**Request:** Each entry below is to be printed verbatim.
++++ Data records ++++
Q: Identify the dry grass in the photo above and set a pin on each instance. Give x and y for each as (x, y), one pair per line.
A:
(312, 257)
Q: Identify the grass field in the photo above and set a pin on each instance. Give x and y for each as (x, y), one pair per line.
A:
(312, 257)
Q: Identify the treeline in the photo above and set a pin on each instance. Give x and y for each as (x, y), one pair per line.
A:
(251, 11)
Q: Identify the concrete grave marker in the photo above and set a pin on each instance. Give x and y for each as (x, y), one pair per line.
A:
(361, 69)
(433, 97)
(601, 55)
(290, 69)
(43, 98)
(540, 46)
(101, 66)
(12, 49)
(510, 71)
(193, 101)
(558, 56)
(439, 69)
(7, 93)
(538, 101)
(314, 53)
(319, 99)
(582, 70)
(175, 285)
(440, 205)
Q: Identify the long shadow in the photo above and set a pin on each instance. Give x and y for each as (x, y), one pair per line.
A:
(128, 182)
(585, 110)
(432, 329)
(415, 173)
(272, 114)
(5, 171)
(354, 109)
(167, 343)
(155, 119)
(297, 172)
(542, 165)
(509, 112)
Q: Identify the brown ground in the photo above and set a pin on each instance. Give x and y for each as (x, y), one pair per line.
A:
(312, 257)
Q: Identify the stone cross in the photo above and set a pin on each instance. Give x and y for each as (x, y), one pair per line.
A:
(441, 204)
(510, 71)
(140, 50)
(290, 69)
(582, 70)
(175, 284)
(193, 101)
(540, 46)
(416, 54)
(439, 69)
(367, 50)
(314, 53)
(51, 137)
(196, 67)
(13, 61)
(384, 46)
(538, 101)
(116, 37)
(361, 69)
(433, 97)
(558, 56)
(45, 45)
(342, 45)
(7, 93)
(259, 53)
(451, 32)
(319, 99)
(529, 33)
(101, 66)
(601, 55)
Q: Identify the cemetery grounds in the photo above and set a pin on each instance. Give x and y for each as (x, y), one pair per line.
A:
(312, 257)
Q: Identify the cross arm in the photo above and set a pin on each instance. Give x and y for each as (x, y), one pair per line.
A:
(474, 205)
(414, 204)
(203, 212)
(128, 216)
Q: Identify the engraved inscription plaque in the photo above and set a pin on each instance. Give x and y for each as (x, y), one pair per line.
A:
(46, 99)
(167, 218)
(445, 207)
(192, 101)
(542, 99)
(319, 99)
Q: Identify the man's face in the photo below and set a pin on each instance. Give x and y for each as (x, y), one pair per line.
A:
++++
**Full solution:**
Q: Identify the dry grass in the photo above and set a pin on each instance. Give x and y for each as (x, y), one pair per line.
A:
(312, 257)
Q: Identify the grass field in the photo above and set a pin on each instance. Give x and y for each as (x, y), one pair per line.
A:
(312, 257)
Q: Identify the treeline in the photo above and set a pin on each instance. Give x and y for each as (x, y), one pair per line.
A:
(251, 11)
Q: Identify the concrete grave marker in the photo above and set a pin on each instance. Give x and y for each as (x, y), one pair per line.
A:
(361, 69)
(433, 97)
(601, 55)
(290, 69)
(43, 98)
(540, 46)
(101, 66)
(12, 49)
(510, 71)
(193, 101)
(558, 56)
(439, 69)
(7, 93)
(538, 101)
(314, 53)
(319, 99)
(582, 70)
(175, 285)
(440, 205)
Q: Identify the long shadow in the photo above and set a pin on each instance. Give x and y for each as (x, y), one pair per line.
A:
(128, 182)
(585, 110)
(432, 329)
(415, 173)
(272, 114)
(5, 171)
(354, 109)
(167, 343)
(155, 119)
(297, 172)
(542, 165)
(509, 112)
Q: Identify the brown ground in the photo above and set a pin on each instance. Give x and y for each as (x, y), one pair per line.
A:
(312, 257)
Q: Identify the stone cross in the photo above and set a pin on each instance. Give x and y for each as (x, y), one pair per line.
A:
(441, 204)
(510, 71)
(140, 50)
(290, 69)
(582, 70)
(175, 284)
(193, 101)
(540, 46)
(416, 54)
(439, 69)
(367, 50)
(314, 53)
(51, 137)
(196, 67)
(13, 61)
(384, 46)
(538, 101)
(116, 37)
(361, 69)
(433, 97)
(558, 56)
(45, 45)
(342, 45)
(7, 93)
(259, 53)
(451, 32)
(319, 99)
(529, 33)
(101, 66)
(601, 55)
Q: Identify the cemetery grounds in the photo above and set a pin on each instance. Give x and y for each as (x, y), one pair per line.
A:
(312, 257)
Q: Identify the cross arm in the photo above and set a pin on each instance. Give x and y for each as (x, y), one pair per line.
A:
(474, 205)
(414, 204)
(203, 212)
(128, 216)
Q: Identify the engraved inscription plaque in the photo above and set a pin on each instance. Give x and y for each as (x, y), one pair per line.
A:
(46, 99)
(167, 218)
(445, 207)
(192, 101)
(542, 99)
(319, 99)
Q: Identify the man's face in the photo below and set a pin on each instance. Give x and y for each as (x, y), one pair per line.
A:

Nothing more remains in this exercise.